OMG  thats is bad for a professional to act in that way, i would be giving him a piece of my mind!!! Grrrrr  poor poppy! i groom wispa myself its not to hard, it just takes time and patience, lots of licks of the face and a bowl of treats.


----------



## Maysong (Sep 3, 2011)

His behavior is inexcusable, IMO! I think we need to change the thread name to "Poppy's Groomer has been naughty"

Glad you are making the switch to another groomer...sounds like it wasn't Poppy's fault.


----------



## Salfordnurse (May 4, 2011)

Well the new groomer has just been, Poppy wasn't very impressed, she hid under the chair. The lady sat down and played wither and managed to coax her out. Just waiting now to see how it goes!!! Fingers crossed.


----------



## Tressa (Aug 31, 2010)

Fingers crossed that Poppy regains her confidence and has a good experience this time.


----------



## Salfordnurse (May 4, 2011)

- _LISTED ENTRIES_
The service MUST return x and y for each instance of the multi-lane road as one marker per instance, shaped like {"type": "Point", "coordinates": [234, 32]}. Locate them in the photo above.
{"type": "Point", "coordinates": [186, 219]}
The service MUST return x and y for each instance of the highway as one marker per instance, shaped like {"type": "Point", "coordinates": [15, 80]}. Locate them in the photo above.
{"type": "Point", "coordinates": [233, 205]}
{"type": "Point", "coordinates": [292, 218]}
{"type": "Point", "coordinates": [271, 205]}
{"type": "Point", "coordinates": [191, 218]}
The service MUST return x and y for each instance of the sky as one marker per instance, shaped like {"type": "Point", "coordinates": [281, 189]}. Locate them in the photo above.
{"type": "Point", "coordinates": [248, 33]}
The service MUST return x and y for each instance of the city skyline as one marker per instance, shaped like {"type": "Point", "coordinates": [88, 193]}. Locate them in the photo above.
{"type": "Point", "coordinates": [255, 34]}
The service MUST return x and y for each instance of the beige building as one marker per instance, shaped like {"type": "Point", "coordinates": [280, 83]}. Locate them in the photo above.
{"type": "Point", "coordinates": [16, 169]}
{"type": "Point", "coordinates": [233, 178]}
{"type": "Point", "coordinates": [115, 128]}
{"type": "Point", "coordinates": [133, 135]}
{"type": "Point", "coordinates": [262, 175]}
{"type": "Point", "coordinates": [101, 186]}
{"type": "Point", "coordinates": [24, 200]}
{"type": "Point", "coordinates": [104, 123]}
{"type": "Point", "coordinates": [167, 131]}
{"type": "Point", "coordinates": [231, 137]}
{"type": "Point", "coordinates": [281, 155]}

- _WORK INSTRUCTIONS_
1. Repeat the passage of the grooming thread from "Well the new" to "(Aug 31, 2010)".
2. Using the grooming thread, decide whether each statement agrees with it, answering yes or no and quoting the words that settle it. (a) Poppy hid under the chair when the new groomer came. (b) Maysong proposes changing the name of the thread. (c) The first poster has a groomer look after Wispa.
The records above come from a different source than the grooming thread.

- _PROBLEM SOLUTIONS_
1.
Well the new groomer has just been, Poppy wasn't very impressed, she hid under the chair. The lady sat down and played wither and managed to coax her out. Just waiting now to see how it goes!!! Fingers crossed.


----------



## Tressa (Aug 31, 2010)

2.
(a) Yes: "she hid under the chair."
(b) Yes: "I think we need to change the thread name to "Poppy's Groomer has been naughty""
(c) No: "i groom wispa myself"